##### Data excerpts

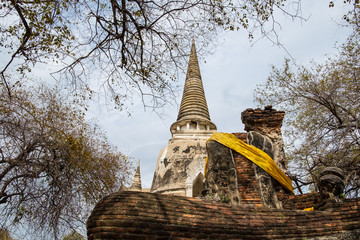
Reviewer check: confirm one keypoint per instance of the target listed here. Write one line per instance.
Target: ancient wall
(136, 215)
(178, 165)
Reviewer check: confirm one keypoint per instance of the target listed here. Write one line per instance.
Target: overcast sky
(230, 76)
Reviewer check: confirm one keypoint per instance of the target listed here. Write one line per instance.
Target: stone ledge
(138, 215)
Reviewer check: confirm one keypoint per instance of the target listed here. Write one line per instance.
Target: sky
(229, 76)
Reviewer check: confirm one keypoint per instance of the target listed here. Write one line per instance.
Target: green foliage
(54, 166)
(132, 46)
(322, 105)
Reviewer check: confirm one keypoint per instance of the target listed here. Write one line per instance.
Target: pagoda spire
(136, 184)
(193, 103)
(193, 107)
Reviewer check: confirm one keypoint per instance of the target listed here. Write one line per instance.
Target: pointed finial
(193, 66)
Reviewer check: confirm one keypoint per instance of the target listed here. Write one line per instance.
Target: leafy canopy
(322, 104)
(53, 164)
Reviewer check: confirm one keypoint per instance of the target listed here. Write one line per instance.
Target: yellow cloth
(254, 154)
(309, 209)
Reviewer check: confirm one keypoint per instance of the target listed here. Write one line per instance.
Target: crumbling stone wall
(221, 178)
(268, 122)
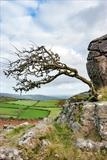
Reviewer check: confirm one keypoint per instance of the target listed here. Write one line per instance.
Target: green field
(29, 109)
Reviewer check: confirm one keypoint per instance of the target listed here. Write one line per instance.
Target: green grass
(34, 114)
(29, 109)
(11, 105)
(8, 111)
(54, 112)
(23, 102)
(48, 103)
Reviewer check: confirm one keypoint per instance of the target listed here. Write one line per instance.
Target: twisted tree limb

##########

Would you copy out the data exactly, leaving every picture out?

### Solution to the problem:
Reviewer check: confirm one keypoint per instance of the target listed here. Write one line per instance.
Target: ancient wall
(136, 215)
(178, 165)
Reviewer check: confirm one keypoint per instance of the target listed here. Write one line per instance.
Target: overcast sky
(230, 76)
Reviewer check: confirm one keypoint per instance of the target listed here. Write one line per instance.
Target: stone ledge
(138, 215)
Reviewer check: confirm one keypoint per instance of the target listed here. Write one line per instance.
Target: sky
(229, 76)
Reviewer check: confirm one keypoint per instance of the target listed here. Write one line per instance.
Target: green foliage
(54, 166)
(132, 46)
(322, 105)
Reviewer check: confirm one keypoint per instance of the target listed here. Write one line per instance.
Target: pagoda spire
(136, 184)
(193, 103)
(193, 107)
Reviewer check: confirm one keypoint per instance of the target listed here. Write one line per instance.
Target: pointed finial
(193, 66)
Reviewer check: confirm one keypoint per instance of the target listed here. Write one line per instance.
Target: leafy canopy
(322, 104)
(53, 164)
Reviewer check: confirm one keypoint per instance of the target listed here. Write one line per instance.
Target: yellow cloth
(254, 154)
(309, 209)
Reviewer check: confirm one keypoint per instance of the target listed here. Write one line per instance.
Target: crumbling stone wall
(221, 178)
(268, 122)
Reviewer check: confirm one keypoint per instance of the target listed here. Write one line per instance.
Target: green field
(29, 109)
Reviewer check: confirm one keypoint per instance of the target listed here. Write one line per instance.
Target: green grass
(34, 114)
(29, 109)
(11, 105)
(8, 111)
(54, 112)
(23, 102)
(48, 103)
Reviewer check: confirm one keypoint per instance of the target listed here. Write one line per instance.
Target: twisted tree limb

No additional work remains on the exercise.